> Exercise objective
Please duplicate the lines of the records from the line with "Find person in jeans." up to and including the line with "333;37;469;405".

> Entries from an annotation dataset
'''

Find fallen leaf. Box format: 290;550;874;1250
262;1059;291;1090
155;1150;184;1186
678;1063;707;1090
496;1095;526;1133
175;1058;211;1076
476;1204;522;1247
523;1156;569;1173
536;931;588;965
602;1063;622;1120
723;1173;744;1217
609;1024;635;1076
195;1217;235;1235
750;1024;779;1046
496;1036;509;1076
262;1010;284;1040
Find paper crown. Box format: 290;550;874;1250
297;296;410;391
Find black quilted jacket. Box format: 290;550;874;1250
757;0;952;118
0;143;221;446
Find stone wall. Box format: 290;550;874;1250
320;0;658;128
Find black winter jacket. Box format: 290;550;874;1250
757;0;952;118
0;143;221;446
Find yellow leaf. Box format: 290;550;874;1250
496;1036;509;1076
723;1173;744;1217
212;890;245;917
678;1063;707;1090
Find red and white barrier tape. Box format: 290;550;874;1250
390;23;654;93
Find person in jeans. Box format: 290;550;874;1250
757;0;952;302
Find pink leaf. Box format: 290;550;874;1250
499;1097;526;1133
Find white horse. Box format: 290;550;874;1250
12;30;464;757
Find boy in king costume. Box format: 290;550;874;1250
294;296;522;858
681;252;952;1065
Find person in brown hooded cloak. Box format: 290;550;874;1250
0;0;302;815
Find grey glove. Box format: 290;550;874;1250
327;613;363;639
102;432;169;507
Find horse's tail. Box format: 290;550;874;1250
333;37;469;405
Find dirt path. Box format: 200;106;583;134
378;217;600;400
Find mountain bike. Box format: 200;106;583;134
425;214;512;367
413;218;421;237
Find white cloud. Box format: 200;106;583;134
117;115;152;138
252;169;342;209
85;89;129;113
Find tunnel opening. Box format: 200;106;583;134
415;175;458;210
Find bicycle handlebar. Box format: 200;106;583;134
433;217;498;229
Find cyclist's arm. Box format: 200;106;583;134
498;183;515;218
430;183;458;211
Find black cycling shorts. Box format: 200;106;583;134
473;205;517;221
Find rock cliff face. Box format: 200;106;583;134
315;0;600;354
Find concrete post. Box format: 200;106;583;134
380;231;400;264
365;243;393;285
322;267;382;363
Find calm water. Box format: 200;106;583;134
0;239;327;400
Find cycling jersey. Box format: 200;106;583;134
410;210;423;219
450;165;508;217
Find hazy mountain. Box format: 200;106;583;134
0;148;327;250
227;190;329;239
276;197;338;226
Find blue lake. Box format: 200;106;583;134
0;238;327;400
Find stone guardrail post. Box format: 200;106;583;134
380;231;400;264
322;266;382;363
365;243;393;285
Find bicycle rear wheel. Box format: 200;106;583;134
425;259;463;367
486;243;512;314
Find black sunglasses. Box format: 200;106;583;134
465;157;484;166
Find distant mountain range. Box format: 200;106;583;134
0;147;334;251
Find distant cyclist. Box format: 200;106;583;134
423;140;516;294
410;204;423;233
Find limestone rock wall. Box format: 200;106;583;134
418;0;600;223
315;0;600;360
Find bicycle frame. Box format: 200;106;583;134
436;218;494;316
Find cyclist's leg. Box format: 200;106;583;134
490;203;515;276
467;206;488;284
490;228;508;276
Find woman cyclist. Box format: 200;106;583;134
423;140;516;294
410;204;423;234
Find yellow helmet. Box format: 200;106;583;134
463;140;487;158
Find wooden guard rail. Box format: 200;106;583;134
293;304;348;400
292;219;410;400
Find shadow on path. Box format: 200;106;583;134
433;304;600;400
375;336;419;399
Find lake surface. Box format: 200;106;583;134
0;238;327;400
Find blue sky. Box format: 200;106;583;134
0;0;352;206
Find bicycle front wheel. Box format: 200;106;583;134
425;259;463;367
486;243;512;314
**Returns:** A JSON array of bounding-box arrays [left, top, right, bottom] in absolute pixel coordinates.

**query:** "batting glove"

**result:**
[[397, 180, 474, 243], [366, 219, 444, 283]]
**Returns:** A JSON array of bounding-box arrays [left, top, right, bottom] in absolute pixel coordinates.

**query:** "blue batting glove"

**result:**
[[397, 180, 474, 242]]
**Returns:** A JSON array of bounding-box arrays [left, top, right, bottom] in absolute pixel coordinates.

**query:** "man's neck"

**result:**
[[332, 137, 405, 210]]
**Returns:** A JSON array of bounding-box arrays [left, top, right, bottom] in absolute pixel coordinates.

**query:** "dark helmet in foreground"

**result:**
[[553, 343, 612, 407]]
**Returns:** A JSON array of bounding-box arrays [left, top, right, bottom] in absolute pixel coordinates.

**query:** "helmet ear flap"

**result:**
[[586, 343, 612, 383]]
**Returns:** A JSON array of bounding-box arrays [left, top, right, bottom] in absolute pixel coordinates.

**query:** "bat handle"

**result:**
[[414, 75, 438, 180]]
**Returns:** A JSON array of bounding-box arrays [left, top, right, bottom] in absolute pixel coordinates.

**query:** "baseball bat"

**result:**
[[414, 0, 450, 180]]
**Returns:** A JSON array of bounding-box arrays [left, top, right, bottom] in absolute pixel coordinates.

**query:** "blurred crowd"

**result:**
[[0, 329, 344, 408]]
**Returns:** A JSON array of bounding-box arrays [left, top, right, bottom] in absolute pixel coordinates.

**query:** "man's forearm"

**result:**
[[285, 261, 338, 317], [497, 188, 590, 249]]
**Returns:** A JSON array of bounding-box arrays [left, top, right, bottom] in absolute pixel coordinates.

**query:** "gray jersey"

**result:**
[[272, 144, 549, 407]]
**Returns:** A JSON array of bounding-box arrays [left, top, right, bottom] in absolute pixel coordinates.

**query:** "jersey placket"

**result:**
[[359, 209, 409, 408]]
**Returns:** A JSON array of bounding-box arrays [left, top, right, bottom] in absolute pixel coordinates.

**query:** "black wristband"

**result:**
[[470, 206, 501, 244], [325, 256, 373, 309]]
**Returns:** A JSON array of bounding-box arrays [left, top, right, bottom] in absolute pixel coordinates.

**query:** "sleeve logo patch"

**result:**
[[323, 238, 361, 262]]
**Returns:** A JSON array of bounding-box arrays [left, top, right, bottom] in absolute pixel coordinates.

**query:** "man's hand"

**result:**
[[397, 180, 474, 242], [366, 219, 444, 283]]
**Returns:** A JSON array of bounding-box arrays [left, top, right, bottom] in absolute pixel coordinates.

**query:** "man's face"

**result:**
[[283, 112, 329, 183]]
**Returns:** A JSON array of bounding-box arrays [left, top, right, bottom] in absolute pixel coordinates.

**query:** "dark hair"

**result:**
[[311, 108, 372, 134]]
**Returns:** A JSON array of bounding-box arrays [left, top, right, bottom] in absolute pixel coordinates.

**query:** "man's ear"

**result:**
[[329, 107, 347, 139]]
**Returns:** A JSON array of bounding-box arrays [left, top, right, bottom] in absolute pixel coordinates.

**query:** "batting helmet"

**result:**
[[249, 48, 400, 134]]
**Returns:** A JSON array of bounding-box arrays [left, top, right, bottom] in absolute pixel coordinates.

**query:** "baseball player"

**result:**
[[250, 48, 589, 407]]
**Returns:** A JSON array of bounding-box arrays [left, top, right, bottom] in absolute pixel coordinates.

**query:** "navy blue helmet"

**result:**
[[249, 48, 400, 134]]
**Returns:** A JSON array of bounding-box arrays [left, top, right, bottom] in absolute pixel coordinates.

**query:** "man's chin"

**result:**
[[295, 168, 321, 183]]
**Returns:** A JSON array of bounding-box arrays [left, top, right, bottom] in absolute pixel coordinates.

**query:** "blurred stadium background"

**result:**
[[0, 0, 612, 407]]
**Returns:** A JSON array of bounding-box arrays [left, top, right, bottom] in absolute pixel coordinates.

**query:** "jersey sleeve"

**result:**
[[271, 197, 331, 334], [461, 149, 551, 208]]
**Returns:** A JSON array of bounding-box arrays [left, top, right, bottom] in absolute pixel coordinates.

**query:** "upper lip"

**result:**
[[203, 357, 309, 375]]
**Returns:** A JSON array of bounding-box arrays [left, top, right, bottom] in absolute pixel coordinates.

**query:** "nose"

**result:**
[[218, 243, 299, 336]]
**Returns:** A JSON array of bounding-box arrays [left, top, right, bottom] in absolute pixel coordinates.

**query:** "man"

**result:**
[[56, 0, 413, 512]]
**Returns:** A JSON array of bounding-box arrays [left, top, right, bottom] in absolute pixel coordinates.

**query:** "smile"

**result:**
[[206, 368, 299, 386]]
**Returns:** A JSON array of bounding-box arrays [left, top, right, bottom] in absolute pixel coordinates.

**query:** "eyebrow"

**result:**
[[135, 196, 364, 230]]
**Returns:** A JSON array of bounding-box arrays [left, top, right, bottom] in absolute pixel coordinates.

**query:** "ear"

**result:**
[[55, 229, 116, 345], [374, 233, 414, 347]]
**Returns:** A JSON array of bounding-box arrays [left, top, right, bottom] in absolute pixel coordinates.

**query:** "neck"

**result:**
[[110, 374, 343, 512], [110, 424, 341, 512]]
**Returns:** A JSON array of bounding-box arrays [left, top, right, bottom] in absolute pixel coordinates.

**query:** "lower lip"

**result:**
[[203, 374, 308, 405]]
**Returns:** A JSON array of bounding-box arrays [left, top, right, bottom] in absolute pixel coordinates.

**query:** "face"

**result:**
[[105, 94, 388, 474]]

'''

> Complete response
Find person in jeans. Box format: 290;550;874;1250
757;0;952;302
Find pink leaf. Box format: 290;550;874;1250
499;1097;526;1133
Find white horse. Box format: 290;550;874;1250
12;30;464;757
Find boy in king costume. Box format: 290;550;874;1250
294;296;522;858
681;252;952;1065
Find person in brown hooded cloak. Box format: 290;550;874;1250
0;0;302;815
Find grey glove. Box format: 290;550;874;1250
327;613;363;639
102;432;169;507
Find horse's tail. Box format: 290;550;874;1250
333;37;469;405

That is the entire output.